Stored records
○ ○ ○

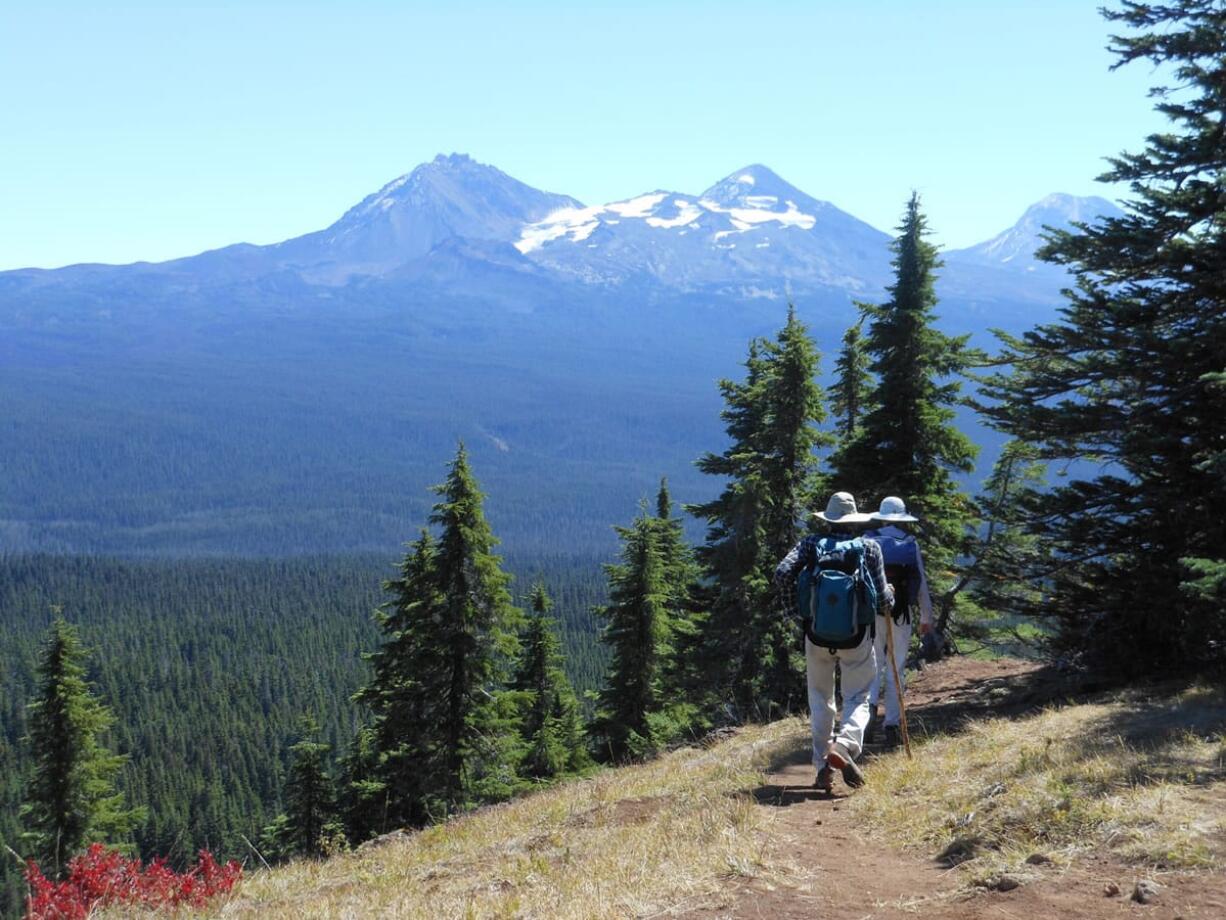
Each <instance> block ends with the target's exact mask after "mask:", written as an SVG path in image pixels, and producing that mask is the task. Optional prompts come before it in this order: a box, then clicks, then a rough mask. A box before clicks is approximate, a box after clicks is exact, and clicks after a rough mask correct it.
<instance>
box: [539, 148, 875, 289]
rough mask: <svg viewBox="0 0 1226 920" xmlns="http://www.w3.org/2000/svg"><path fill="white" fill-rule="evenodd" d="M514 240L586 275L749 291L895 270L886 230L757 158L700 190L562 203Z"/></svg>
mask: <svg viewBox="0 0 1226 920" xmlns="http://www.w3.org/2000/svg"><path fill="white" fill-rule="evenodd" d="M515 245H516V248H517V249H519V250H520V251H521V253H524V254H525V255H527V256H528V258H530V259H532V260H533V261H537V263H539V264H542V265H546V266H548V267H550V269H554V270H557V271H558V272H560V274H563V275H568V276H573V277H576V278H580V280H582V281H585V282H587V283H607V282H612V283H619V282H624V281H628V280H633V278H646V280H651V281H652V282H655V283H658V285H664V286H668V287H676V288H694V287H701V286H736V285H741V286H742V289H743V291H744V292H747V293H749V294H750V296H753V294H754V293H767V294H769V293H771V292H774V294H775V296H782V294H783V293H785V288H786V286H788V285H824V286H832V287H840V288H845V289H847V291H855V292H862V291H866V289H869V288H873V287H877V286H879V285H880V283H881V282H883V280H884V278H885V276H886V272H888V269H889V254H888V245H889V237H888V236H886V234H884V233H881V232H880V231H878V229H875V228H873V227H870V226H868V224H867V223H864V222H863V221H858V220H857V218H855V217H852V216H851V215H848V213H845V212H843V211H840V210H839V209H837V207H835V206H834V205H831V204H830V202H829V201H819V200H817V199H814V197H812V196H809V195H807V194H805V193H803V191H801V190H799V189H797V188H796V186H794V185H790V184H788V183H786V182H785V180H783V179H781V178H780V177H779V175H776V174H775V173H772V172H771V171H770V169H767V168H766V167H764V166H758V164H754V166H748V167H745V168H744V169H738V171H737V172H734V173H731V174H729V175H727V177H726V178H725V179H722V180H721V182H718V183H716V184H715V185H712V186H711V188H709V189H707V190H706V191H704V193H702V194H700V195H689V194H684V193H677V191H661V190H657V191H652V193H647V194H645V195H640V196H638V197H634V199H629V200H625V201H614V202H612V204H607V205H601V206H596V207H573V209H564V210H560V211H555V212H553V213H550V215H549V216H548V217H546V218H544V220H542V221H538V222H536V223H531V224H528V226H526V227H524V229H522V231H521V234H520V239H519V240H517V242H516V244H515ZM754 285H756V286H759V287H758V288H756V291H754V288H753V287H752V286H754Z"/></svg>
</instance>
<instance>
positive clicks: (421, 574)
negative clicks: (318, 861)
mask: <svg viewBox="0 0 1226 920" xmlns="http://www.w3.org/2000/svg"><path fill="white" fill-rule="evenodd" d="M400 573H401V574H400V578H396V579H391V580H389V581H386V583H385V584H384V589H385V590H386V591H387V592H389V594H391V599H390V600H389V601H387V602H386V604H384V605H383V607H381V608H380V610H379V612H378V613H376V615H375V618H376V621H378V623H379V628H380V629H381V631H383V633H384V637H385V638H384V643H383V645H380V646H379V649H378V650H375V651H374V653H373V654H370V655H369V656H368V660H369V661H370V664H371V667H373V671H374V673H373V676H371V680H370V683H368V684H367V686H365V687H363V688H362V689H360V691H359V692H358V693H357V694H356V696H354V699H356V700H357V702H358V703H363V704H364V705H367V707H369V709H370V710H371V713H373V715H374V719H373V721H371V725H370V726H369V729H364V730H363V734H364V735H365V738H367V740H368V746H367V747H368V752H363V751H360V749H357V747H358V746H359V745H360V743H362V738H359V740H357V741H356V742H354V745H356V749H354V751H352V752H351V758H354V759H353V761H351V762H349V764H348V769H347V778H346V795H347V796H348V797H349V799H348V802H349V806H348V808H347V810H346V821H347V822H348V823H349V829H351V833H354V834H356V835H354V838H353V839H360V838H363V837H365V835H367V833H364V832H368V830H375V829H379V830H384V829H387V828H394V827H405V826H416V824H422V823H424V822H427V821H429V818H430V817H432V815H434V813H438V812H439V811H441V806H440V803H439V802H438V800H436V796H438V790H439V789H440V786H441V785H443V769H444V767H443V762H441V757H440V753H439V740H438V737H435V735H434V731H432V729H433V726H435V725H436V724H438V723H436V720H438V719H439V708H440V705H441V698H443V693H444V692H445V689H446V686H445V682H446V672H445V670H444V666H443V662H441V660H440V659H441V654H440V649H441V646H440V645H438V642H439V640H440V635H439V633H440V632H441V616H443V610H441V607H443V600H441V591H440V589H439V577H438V546H436V543H435V541H434V537H433V536H432V535H430V534H429V532H428V531H425V530H423V531H422V532H421V535H419V536H418V539H417V541H416V542H413V545H412V546H411V547H409V550H408V552H407V553H406V556H405V559H403V561H402V562H401V565H400ZM375 816H379V817H378V818H376V819H375V824H374V827H371V826H370V819H371V818H374V817H375Z"/></svg>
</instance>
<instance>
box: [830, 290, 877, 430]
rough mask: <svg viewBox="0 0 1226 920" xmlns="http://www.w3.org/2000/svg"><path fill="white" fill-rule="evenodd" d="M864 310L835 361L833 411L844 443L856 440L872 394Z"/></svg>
mask: <svg viewBox="0 0 1226 920" xmlns="http://www.w3.org/2000/svg"><path fill="white" fill-rule="evenodd" d="M863 330H864V314H861V318H859V320H858V321H857V323H855V324H853V325H851V326H847V331H846V332H843V343H842V348H841V350H840V351H839V361H836V362H835V383H834V384H832V385H831V386H830V389H829V390H828V396H829V399H830V412H831V413H832V415H834V416H835V418H836V420H837V424H836V426H835V432H836V433H837V435H839V438H840V440H841V442H842V443H845V444H846V443H850V442H852V440H855V438H856V434H857V432H858V431H859V422H861V420H862V418H863V416H864V413H866V412H867V411H868V407H869V404H870V400H872V396H873V375H872V374H870V373H869V372H868V353H867V352H866V350H864V332H863Z"/></svg>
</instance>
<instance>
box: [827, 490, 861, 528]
mask: <svg viewBox="0 0 1226 920" xmlns="http://www.w3.org/2000/svg"><path fill="white" fill-rule="evenodd" d="M814 514H815V516H818V518H820V519H821V520H824V521H828V523H830V524H867V523H868V521H870V520H873V515H872V514H861V513H859V512H857V510H856V499H855V498H852V494H851V492H835V493H834V494H832V496H830V500H829V502H826V510H824V512H815V513H814Z"/></svg>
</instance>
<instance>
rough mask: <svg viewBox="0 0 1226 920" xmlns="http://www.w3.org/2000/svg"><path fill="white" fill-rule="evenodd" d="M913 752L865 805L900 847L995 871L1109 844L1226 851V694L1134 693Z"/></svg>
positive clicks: (1010, 722)
mask: <svg viewBox="0 0 1226 920" xmlns="http://www.w3.org/2000/svg"><path fill="white" fill-rule="evenodd" d="M916 753H917V756H916V758H915V759H912V761H907V759H906V758H905V757H902V756H893V757H886V758H881V759H880V761H878V762H877V763H875V764H874V767H873V794H870V795H867V796H857V797H856V799H855V800H853V805H852V807H853V810H855V811H856V812H857V813H858V815H859V817H861V818H862V819H863V821H864V822H866V823H867V824H869V826H870V827H872V828H873V829H874V830H877V832H878V833H880V834H881V835H883V837H884V838H886V839H888V840H890V841H891V843H895V844H897V845H901V846H907V848H915V849H920V850H922V851H924V853H928V854H942V855H943V856H944V859H945V860H946V861H949V862H951V864H954V862H956V864H960V865H962V867H964V868H965V870H966V871H969V873H970V877H971V880H973V881H987V880H991V878H992V877H993V876H997V875H999V873H1002V872H1009V873H1013V875H1022V876H1024V875H1026V873H1027V872H1029V871H1031V870H1029V868H1027V866H1029V864H1027V862H1026V860H1027V857H1031V856H1035V854H1038V855H1040V856H1042V857H1047V859H1049V860H1052V861H1053V862H1056V864H1068V862H1072V861H1073V860H1075V859H1076V857H1078V856H1081V855H1084V854H1086V853H1087V851H1091V850H1106V851H1110V853H1111V854H1112V855H1114V856H1116V857H1117V859H1121V860H1123V861H1127V862H1130V864H1139V865H1148V866H1152V867H1157V868H1208V867H1214V866H1219V865H1221V862H1222V860H1224V857H1226V692H1222V691H1221V689H1216V691H1215V689H1208V688H1204V687H1197V688H1192V689H1187V691H1183V692H1179V693H1175V694H1170V696H1155V694H1152V693H1151V692H1149V691H1130V692H1124V693H1118V694H1114V696H1110V697H1105V698H1102V699H1100V700H1096V702H1094V703H1086V704H1081V705H1073V707H1065V708H1054V709H1048V710H1045V711H1042V713H1040V714H1038V715H1035V716H1031V718H1027V719H1020V720H1009V719H989V720H984V721H977V723H970V724H967V726H966V730H965V731H964V732H962V734H958V735H950V736H945V737H935V738H932V740H929V741H927V742H924V743H922V745H920V746H918V748H917V752H916Z"/></svg>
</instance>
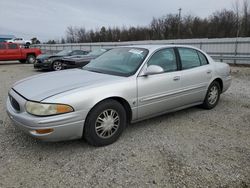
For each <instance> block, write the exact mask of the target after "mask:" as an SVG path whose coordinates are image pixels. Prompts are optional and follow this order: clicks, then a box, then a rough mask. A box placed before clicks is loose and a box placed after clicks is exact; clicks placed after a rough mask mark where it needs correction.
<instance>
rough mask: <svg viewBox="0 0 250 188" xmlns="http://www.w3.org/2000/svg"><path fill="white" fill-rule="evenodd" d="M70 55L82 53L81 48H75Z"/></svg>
mask: <svg viewBox="0 0 250 188" xmlns="http://www.w3.org/2000/svg"><path fill="white" fill-rule="evenodd" d="M70 55H83V54H82V51H81V50H75V51H73V52H71V54H70Z"/></svg>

○ ○ ○

→ **What is expected**: The answer should be exactly the lines from the one that contains "For each <instance>" through the end of the entries, both ends included, and nothing besides.

→ **Answer to the problem**:
For each <instance> block, write the exact mask of the target after "mask:" as an SVG path whose coordinates are image pixels. Prompts are optional and follow this order: clicks, then a box, then a rough mask. A box placed before clicks is loose and a box placed after clicks is exact; clicks placed after a rough mask mark where it needs correction.
<instance>
rough mask: <svg viewBox="0 0 250 188" xmlns="http://www.w3.org/2000/svg"><path fill="white" fill-rule="evenodd" d="M70 55L82 53L81 48H75Z"/></svg>
mask: <svg viewBox="0 0 250 188" xmlns="http://www.w3.org/2000/svg"><path fill="white" fill-rule="evenodd" d="M70 55H83V54H82V51H81V50H75V51H73V52H71V54H70Z"/></svg>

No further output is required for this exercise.